• **STATED TASK A**
In the forum thread about benefits, what salary are the friend's benefits and maintenance said to be equivalent to?

• **READING PASSAGE**
::::::::::
I have a friend who works 3 days a week and thanks to all the benefits & maintenance she gets is on an equivalent salary of £30k. Not bad! In fact she'd be even more better off if she rented instead of buying a house but for various reasons she's decided to stay in the old marital home.

Now I don't begrudge her as it's not her fault the system encourages that. Prior to splitting up, both were struggling to make ends meet and now she's financially better off.

The other problem is now she's effectively "trapped" into being a single parent because if she moves in with her BF since he doesn't earn a lot, they'd lose a lot of support and financially she's back to square one of struggling to make ends meet again.

Hopefully the Universal Credit system will level the playing field. Tax credits are just overly complicated and produces a lot of undesired consequences.

toniguy Wed 24-Aug-11 14:17:20

You are better off long term though. I assume she is in rented so wont have her own home and is at the mercy of landlords. I doubt she's paying into a pension either on 6 quid an hour. Also, anyone dependent on benefits is at the mercy of the system changing/ cutting welfare. Look at what has happened already and what is likely to come over the next few years!

shmoz Wed 24-Aug-11 14:17:40

''We couldn't get WTC because they wanted previous year salary- which was above limit to be entitled'' - yes but if there is a big variance between current and previous year earnings they calculate based on current year earnings.

''no one tells you about how to claim and what you can claim'' - true. Try the internet...plenty of online benefits calculators.
::::::::::
• **DATA FOR THIS EXERCISE**
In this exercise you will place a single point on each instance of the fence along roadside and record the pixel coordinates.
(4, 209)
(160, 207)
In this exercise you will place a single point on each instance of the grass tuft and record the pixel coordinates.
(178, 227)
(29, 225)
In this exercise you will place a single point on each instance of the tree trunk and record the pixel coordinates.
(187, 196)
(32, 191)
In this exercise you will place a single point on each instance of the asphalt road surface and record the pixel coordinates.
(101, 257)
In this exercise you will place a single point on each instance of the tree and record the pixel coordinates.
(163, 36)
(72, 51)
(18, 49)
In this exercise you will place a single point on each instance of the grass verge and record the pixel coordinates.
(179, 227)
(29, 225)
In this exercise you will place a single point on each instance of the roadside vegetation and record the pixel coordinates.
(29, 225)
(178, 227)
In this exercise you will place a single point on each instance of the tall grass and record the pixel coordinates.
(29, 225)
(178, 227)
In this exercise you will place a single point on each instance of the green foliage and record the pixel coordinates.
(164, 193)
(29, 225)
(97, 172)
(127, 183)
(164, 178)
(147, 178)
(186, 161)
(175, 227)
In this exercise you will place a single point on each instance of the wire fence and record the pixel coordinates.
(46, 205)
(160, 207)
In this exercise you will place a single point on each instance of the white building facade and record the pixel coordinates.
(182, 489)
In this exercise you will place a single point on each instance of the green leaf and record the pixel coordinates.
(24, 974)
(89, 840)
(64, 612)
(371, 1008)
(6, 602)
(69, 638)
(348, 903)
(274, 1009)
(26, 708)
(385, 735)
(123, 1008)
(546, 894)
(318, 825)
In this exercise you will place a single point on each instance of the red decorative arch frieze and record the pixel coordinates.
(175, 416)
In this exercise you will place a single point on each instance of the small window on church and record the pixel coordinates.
::::::::::
• **STATED TASK B**
Retype the records starting with the line that contains "frieze and record the pixel coordinates." and going on through the last line of the records.

• **EXPECTED OUTPUT A**
£30k

• **EXPECTED OUTPUT B**
In this exercise you will place a single point on each instance of the red decorative arch frieze and record the pixel coordinates.
(175, 416)
In this exercise you will place a single point on each instance of the small window on church and record the pixel coordinates.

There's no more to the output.